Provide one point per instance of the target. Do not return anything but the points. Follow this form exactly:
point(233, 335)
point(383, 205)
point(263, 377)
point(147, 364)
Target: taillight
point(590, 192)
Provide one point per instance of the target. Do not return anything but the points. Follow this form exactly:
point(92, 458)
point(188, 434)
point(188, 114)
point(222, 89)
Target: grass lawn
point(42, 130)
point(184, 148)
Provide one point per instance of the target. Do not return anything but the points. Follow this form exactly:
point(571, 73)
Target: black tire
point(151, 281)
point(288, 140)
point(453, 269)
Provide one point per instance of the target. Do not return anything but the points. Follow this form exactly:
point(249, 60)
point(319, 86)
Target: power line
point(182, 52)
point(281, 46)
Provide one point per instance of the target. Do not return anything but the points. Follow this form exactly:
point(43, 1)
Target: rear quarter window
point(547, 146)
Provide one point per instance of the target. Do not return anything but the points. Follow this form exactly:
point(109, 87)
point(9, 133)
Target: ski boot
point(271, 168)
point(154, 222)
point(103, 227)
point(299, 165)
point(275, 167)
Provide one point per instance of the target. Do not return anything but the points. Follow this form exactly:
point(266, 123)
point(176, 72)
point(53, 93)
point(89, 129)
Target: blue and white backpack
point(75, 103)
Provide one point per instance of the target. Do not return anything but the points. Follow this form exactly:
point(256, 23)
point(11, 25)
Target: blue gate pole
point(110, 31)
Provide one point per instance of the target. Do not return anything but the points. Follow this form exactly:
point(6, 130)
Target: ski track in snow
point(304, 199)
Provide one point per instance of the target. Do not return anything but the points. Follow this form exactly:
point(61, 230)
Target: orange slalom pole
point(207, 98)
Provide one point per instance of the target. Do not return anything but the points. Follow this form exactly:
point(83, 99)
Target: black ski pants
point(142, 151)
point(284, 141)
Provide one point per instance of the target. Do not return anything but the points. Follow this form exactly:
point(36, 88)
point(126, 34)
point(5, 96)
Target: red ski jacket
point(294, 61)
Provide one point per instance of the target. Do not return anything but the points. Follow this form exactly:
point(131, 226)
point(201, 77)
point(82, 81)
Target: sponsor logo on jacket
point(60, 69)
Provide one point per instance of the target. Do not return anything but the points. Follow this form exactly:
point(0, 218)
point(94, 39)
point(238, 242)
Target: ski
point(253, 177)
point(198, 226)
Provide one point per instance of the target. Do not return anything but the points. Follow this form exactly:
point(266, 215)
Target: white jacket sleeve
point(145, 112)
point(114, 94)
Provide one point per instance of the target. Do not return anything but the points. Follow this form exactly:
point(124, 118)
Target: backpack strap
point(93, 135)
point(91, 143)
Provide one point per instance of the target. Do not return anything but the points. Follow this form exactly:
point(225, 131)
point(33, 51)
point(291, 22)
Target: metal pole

####################

● **WORK REQUIRED**
Write out all the items above again, switching every "Follow this form exactly" to "Use exactly this format" and keeping everything else the same.

● **EXERCISE RESULT**
Provide one point per instance of the target. Do not return anything but the points. Use exactly this format:
point(233, 335)
point(383, 205)
point(263, 377)
point(147, 364)
Target: taillight
point(590, 192)
Provide one point per instance of the target. Do not return anything but the points. Use exactly this format:
point(92, 458)
point(188, 434)
point(188, 114)
point(222, 89)
Target: grass lawn
point(42, 130)
point(184, 148)
Provide one point per instance of the target. Do not return anything but the points. Use exactly this format:
point(571, 73)
Target: black tire
point(151, 281)
point(288, 140)
point(453, 269)
Provide one point per instance of the target. Do not return anything but the points. Use exactly this format:
point(249, 60)
point(319, 86)
Target: power line
point(182, 52)
point(281, 46)
Provide one point per instance of the target. Do not return anything but the points. Use exactly this format:
point(43, 1)
Target: rear quarter window
point(547, 146)
Provide one point per instance of the target. Do not return anything but the points. Use exactly this format:
point(109, 87)
point(9, 133)
Target: ski boot
point(271, 168)
point(154, 222)
point(103, 227)
point(299, 165)
point(275, 167)
Provide one point per instance of the target. Do not return anything but the points. Use exactly this format:
point(266, 123)
point(176, 72)
point(53, 93)
point(89, 129)
Target: blue and white backpack
point(75, 103)
Provide one point per instance of the target. Do not return anything but the points. Use exactly this format:
point(256, 23)
point(11, 25)
Target: blue gate pole
point(110, 31)
Provide one point per instance of the target. Do not return anything but the points. Use exactly this format:
point(6, 130)
Target: ski track in snow
point(304, 199)
Provide one point per instance of the target. Do not return anything but the points. Use exactly this format:
point(61, 230)
Target: orange slalom pole
point(207, 98)
Provide one point per instance of the target. Do not return anything but the points. Use exactly this format:
point(83, 99)
Target: black ski pants
point(142, 151)
point(284, 141)
Provide one point per instance of the target. Do not return anything but the points. Use exactly this format:
point(36, 88)
point(126, 34)
point(5, 96)
Target: red ski jacket
point(294, 61)
Provide one point per instance of the target. Do not return anything but the points. Use exactly this format:
point(131, 226)
point(201, 77)
point(82, 81)
Target: sponsor logo on jacket
point(60, 69)
Provide one point per instance of the target. Do not return anything but the points. Use exactly this format:
point(0, 218)
point(94, 39)
point(238, 242)
Target: ski
point(253, 177)
point(198, 226)
Provide one point per instance of the target. Do not return anything but the points. Use exactly this format:
point(266, 215)
Target: white jacket sleeve
point(145, 112)
point(114, 94)
Provide one point per instance of the target. Do not return anything but the points. Use exactly this format:
point(124, 118)
Target: backpack strap
point(93, 135)
point(91, 143)
Provide one point per instance of the target. Do not return anything but the points. Use exactly this format:
point(225, 131)
point(33, 51)
point(291, 22)
Target: metal pole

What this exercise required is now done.